_Description of the task_: Output the lines below as a JSON list of strings, one string per line, starting at the line containing "Exercise. Mark the window frame" and ending with the line containing "[(337, 179), (235, 211)]", both included. Omit any blank lines.

_Data shown_:

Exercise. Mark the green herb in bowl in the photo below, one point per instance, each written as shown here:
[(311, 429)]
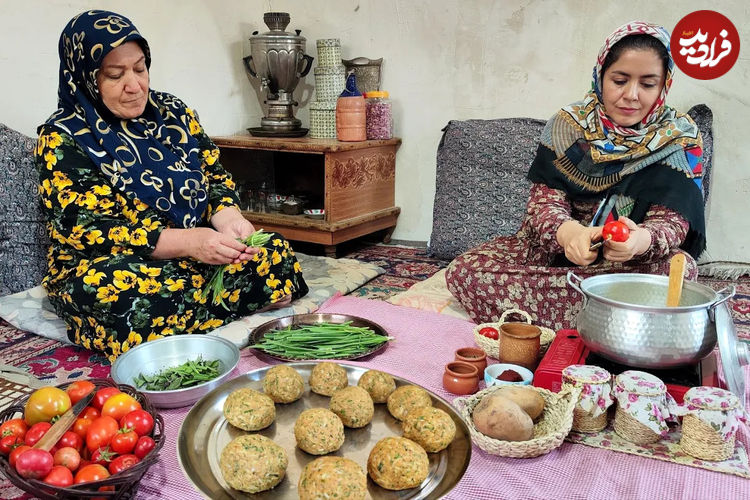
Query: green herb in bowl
[(188, 374), (320, 341)]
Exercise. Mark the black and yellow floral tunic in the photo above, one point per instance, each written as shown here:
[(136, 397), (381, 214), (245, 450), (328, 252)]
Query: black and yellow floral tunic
[(103, 283)]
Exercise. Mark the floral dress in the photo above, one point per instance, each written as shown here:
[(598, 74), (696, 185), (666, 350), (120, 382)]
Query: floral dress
[(101, 279)]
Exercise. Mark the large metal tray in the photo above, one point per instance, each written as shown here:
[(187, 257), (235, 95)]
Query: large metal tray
[(312, 319), (205, 432)]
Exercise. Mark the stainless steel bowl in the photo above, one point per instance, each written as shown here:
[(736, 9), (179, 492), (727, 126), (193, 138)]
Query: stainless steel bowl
[(625, 318), (156, 355)]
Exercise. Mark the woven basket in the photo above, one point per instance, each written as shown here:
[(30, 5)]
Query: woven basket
[(125, 484), (549, 431), (492, 347)]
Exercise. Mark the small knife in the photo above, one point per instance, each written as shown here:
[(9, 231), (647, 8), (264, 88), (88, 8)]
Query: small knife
[(53, 435)]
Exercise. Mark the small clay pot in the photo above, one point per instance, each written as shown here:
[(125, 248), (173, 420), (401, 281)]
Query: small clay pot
[(473, 356), (519, 344), (461, 378)]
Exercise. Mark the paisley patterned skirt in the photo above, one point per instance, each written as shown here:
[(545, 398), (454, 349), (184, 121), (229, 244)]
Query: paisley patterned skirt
[(118, 301), (509, 272)]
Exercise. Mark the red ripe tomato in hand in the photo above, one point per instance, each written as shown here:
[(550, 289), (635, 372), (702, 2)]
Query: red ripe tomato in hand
[(67, 457), (124, 441), (36, 432), (102, 395), (90, 473), (14, 454), (44, 404), (616, 231), (123, 462), (120, 405), (34, 463), (144, 446), (14, 427), (59, 476), (100, 432), (79, 389), (140, 421), (489, 332)]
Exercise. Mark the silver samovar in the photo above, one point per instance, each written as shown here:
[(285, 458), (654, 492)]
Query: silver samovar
[(278, 59)]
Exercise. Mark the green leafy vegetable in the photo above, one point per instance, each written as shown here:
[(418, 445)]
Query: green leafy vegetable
[(215, 285), (188, 374), (320, 341)]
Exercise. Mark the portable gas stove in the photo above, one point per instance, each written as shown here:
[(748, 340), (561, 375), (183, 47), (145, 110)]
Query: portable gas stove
[(568, 349)]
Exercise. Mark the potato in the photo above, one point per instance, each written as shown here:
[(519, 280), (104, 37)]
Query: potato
[(527, 398), (500, 418)]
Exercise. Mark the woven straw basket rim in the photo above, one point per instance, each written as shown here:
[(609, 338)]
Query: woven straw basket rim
[(549, 431)]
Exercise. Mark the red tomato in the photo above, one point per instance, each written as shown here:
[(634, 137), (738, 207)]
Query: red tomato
[(68, 457), (81, 426), (34, 463), (90, 473), (123, 462), (15, 427), (124, 441), (71, 439), (90, 413), (100, 432), (36, 432), (79, 389), (14, 454), (120, 405), (102, 395), (144, 446), (103, 456), (140, 421), (59, 476), (489, 332), (44, 404), (616, 231)]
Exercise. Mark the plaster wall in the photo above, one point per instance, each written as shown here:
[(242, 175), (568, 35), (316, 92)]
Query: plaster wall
[(443, 60)]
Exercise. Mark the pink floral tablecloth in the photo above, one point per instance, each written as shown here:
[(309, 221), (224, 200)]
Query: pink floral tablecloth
[(425, 341)]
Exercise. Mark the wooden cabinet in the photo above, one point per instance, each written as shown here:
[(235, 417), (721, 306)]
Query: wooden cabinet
[(354, 182)]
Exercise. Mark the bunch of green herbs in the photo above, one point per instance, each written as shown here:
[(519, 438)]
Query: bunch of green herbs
[(188, 374)]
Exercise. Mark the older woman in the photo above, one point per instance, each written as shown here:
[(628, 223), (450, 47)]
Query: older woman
[(620, 152), (140, 210)]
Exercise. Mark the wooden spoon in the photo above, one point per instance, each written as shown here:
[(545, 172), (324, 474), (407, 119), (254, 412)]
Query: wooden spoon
[(676, 273)]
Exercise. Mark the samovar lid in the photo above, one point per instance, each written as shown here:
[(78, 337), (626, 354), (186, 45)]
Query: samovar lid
[(277, 23)]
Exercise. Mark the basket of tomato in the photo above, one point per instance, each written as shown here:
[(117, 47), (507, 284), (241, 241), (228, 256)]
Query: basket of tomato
[(103, 454), (487, 335)]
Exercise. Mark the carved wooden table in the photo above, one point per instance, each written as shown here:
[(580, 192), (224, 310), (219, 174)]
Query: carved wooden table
[(354, 182)]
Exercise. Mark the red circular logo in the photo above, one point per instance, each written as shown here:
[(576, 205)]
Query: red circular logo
[(705, 44)]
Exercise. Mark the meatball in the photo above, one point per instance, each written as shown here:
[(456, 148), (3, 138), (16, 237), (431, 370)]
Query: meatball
[(380, 385), (318, 431), (327, 378), (253, 463), (431, 428), (353, 405), (283, 384), (407, 398), (332, 477), (398, 463), (249, 409)]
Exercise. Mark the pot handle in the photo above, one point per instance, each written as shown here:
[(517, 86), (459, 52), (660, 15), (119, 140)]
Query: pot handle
[(728, 290)]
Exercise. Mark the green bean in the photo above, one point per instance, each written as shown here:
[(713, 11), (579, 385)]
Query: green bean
[(320, 341), (215, 285)]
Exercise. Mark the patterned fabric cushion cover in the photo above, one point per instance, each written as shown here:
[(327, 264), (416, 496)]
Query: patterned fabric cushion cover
[(23, 235), (30, 310), (482, 190)]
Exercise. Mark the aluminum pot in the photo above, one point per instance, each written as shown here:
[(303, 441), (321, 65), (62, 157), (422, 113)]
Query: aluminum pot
[(625, 319)]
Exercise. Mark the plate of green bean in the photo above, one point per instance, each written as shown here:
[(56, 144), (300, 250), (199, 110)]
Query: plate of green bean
[(319, 336)]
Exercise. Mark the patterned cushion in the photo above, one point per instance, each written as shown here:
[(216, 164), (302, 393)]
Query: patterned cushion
[(482, 188), (23, 236)]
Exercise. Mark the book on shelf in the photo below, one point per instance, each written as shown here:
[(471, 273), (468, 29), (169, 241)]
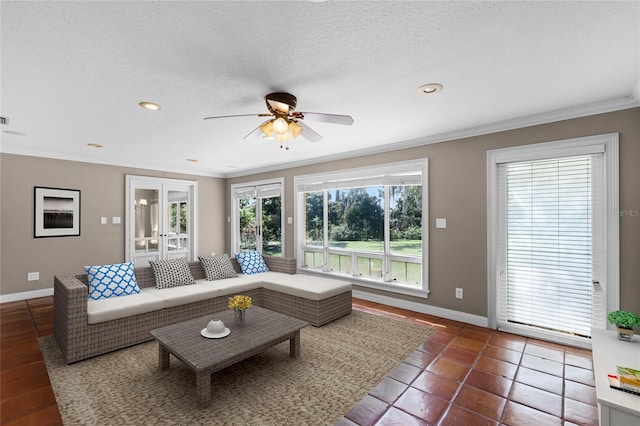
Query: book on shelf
[(629, 378), (626, 380)]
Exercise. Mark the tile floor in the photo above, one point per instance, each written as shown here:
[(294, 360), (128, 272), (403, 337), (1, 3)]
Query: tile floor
[(462, 375), (469, 375)]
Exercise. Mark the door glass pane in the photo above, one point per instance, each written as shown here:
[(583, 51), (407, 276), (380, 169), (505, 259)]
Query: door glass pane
[(248, 227), (549, 244), (146, 217), (177, 205), (271, 226)]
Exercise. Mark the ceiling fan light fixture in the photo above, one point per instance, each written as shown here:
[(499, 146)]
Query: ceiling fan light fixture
[(151, 106), (430, 88), (294, 129), (283, 137), (280, 126), (267, 128)]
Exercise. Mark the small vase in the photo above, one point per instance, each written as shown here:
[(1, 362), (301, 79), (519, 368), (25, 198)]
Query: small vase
[(625, 334), (240, 313)]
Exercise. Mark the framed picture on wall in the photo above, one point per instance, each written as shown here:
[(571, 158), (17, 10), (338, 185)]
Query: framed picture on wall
[(56, 212)]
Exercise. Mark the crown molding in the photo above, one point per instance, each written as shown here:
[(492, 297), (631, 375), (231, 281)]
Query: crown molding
[(128, 164), (610, 105), (501, 126)]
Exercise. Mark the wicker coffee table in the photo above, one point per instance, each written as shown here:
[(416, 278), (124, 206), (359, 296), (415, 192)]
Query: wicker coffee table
[(260, 330)]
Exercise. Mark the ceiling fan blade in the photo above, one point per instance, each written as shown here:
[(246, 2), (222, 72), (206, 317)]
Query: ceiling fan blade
[(255, 132), (347, 120), (239, 115), (279, 106), (308, 133)]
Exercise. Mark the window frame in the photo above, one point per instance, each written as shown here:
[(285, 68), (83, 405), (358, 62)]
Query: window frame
[(337, 179), (235, 211)]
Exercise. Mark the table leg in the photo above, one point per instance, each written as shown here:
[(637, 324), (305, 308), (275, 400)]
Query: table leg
[(203, 388), (163, 357), (294, 345)]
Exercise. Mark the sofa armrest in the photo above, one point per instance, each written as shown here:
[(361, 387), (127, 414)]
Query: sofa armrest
[(70, 297)]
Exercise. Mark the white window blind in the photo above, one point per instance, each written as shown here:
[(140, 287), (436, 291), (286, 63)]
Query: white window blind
[(547, 279)]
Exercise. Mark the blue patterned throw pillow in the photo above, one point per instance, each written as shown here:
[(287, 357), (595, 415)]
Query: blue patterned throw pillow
[(251, 262), (111, 281)]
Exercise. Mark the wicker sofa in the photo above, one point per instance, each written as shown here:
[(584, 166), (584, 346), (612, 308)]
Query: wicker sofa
[(281, 290)]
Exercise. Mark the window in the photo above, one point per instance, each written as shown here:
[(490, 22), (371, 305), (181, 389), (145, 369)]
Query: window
[(366, 224), (553, 272), (257, 217)]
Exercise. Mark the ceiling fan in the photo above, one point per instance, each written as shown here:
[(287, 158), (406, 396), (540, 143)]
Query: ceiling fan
[(286, 123)]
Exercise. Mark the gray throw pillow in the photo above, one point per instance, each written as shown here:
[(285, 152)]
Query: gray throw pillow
[(217, 267), (172, 272)]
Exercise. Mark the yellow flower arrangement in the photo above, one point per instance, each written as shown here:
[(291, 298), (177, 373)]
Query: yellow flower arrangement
[(240, 302)]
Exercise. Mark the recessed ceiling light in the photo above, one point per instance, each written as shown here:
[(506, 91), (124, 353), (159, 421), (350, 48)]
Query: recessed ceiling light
[(151, 106), (13, 132), (427, 89)]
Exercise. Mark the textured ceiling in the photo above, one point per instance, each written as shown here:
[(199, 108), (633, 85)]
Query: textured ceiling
[(74, 72)]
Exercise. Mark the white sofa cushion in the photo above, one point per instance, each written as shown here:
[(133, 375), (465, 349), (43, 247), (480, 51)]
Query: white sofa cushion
[(176, 296), (121, 307), (305, 286), (231, 286)]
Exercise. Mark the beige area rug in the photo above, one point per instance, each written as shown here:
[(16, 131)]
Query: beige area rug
[(340, 362)]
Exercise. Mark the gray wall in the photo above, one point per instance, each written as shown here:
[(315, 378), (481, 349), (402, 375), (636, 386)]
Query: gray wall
[(102, 194), (458, 192)]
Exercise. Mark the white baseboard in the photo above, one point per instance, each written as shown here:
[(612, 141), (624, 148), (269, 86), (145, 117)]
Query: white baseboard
[(422, 308), (26, 295)]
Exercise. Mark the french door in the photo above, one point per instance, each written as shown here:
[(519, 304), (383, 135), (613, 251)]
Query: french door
[(552, 275), (257, 218), (160, 219)]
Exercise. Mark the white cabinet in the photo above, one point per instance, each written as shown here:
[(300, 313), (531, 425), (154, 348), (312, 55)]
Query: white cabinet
[(615, 407)]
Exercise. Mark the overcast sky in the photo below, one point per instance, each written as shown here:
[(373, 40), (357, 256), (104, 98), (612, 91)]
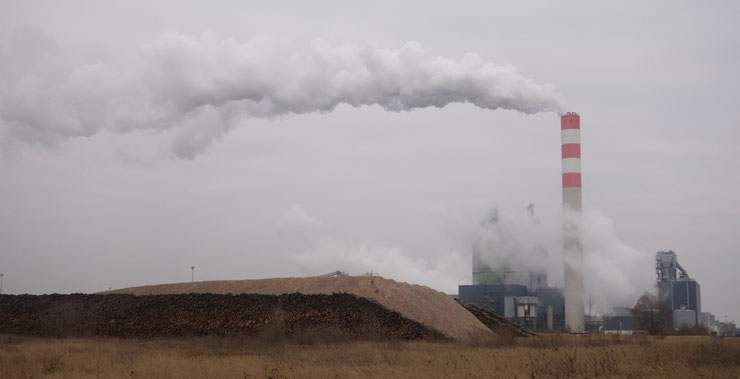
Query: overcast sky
[(114, 173)]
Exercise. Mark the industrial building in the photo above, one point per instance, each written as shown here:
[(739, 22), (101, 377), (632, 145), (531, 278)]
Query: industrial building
[(520, 291), (512, 289), (677, 290)]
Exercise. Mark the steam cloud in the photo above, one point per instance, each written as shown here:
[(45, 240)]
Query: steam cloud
[(615, 274), (199, 87)]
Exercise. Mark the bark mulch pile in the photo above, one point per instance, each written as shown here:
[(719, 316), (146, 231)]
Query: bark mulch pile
[(151, 316)]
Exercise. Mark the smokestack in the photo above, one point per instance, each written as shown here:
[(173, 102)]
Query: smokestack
[(570, 132)]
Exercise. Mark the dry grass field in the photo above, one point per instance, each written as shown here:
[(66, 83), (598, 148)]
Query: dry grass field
[(312, 357)]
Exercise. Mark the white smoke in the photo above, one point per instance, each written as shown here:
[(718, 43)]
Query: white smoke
[(201, 86), (513, 243), (615, 274), (316, 249)]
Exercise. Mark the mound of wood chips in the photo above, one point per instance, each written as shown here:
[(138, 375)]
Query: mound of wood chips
[(423, 304)]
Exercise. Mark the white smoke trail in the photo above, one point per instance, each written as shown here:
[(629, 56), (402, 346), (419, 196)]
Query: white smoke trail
[(204, 85), (615, 274)]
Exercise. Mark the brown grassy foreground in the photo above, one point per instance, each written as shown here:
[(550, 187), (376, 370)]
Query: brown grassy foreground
[(224, 357)]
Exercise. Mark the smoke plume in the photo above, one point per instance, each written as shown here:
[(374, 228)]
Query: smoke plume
[(198, 87), (615, 274)]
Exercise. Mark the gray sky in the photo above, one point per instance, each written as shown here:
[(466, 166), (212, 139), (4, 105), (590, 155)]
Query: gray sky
[(84, 207)]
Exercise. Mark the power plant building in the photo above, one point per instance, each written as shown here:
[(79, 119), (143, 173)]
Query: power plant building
[(677, 290)]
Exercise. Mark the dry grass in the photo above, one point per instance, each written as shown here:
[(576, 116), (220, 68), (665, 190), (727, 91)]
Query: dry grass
[(272, 357)]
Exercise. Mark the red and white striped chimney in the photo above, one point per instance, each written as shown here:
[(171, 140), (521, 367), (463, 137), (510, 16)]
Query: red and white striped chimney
[(570, 134)]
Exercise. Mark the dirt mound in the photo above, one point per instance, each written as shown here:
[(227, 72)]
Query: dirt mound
[(204, 314), (496, 323), (420, 303)]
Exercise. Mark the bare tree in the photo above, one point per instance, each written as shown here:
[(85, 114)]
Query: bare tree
[(652, 315)]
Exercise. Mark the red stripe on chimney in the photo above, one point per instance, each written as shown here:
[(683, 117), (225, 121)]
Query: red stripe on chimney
[(571, 150), (571, 179), (570, 122)]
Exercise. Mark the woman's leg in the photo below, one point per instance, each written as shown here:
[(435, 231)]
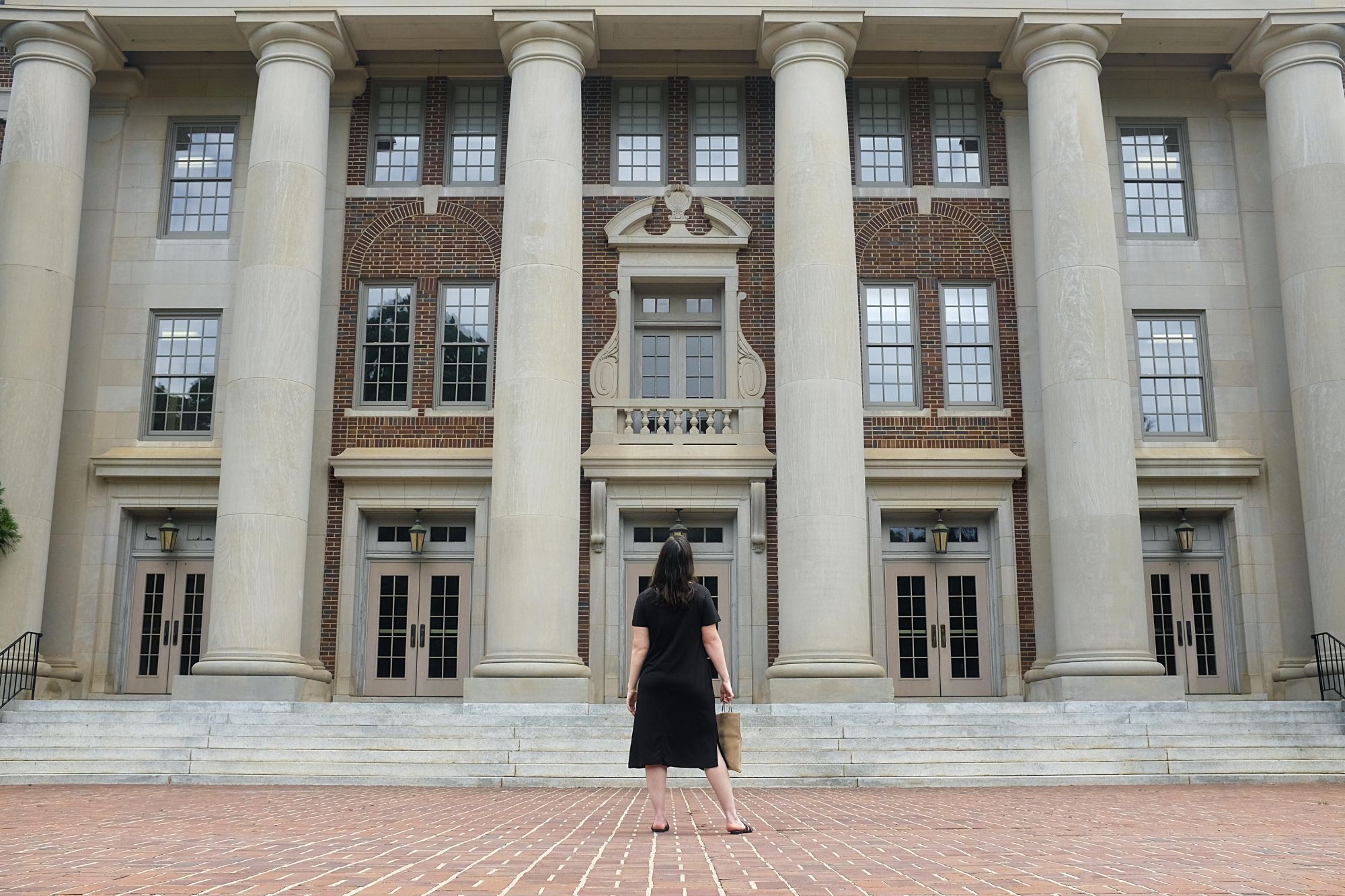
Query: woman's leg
[(657, 782), (719, 778)]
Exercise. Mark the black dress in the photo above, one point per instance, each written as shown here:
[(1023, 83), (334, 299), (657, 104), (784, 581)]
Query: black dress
[(675, 708)]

_Complete response_:
[
  "Exercise. Mark the window frame in the photo above, one point per instance, each written as shown here:",
  "[(285, 68), (83, 405), (358, 62)]",
  "Query: window frame",
  "[(337, 179), (235, 211)]"
]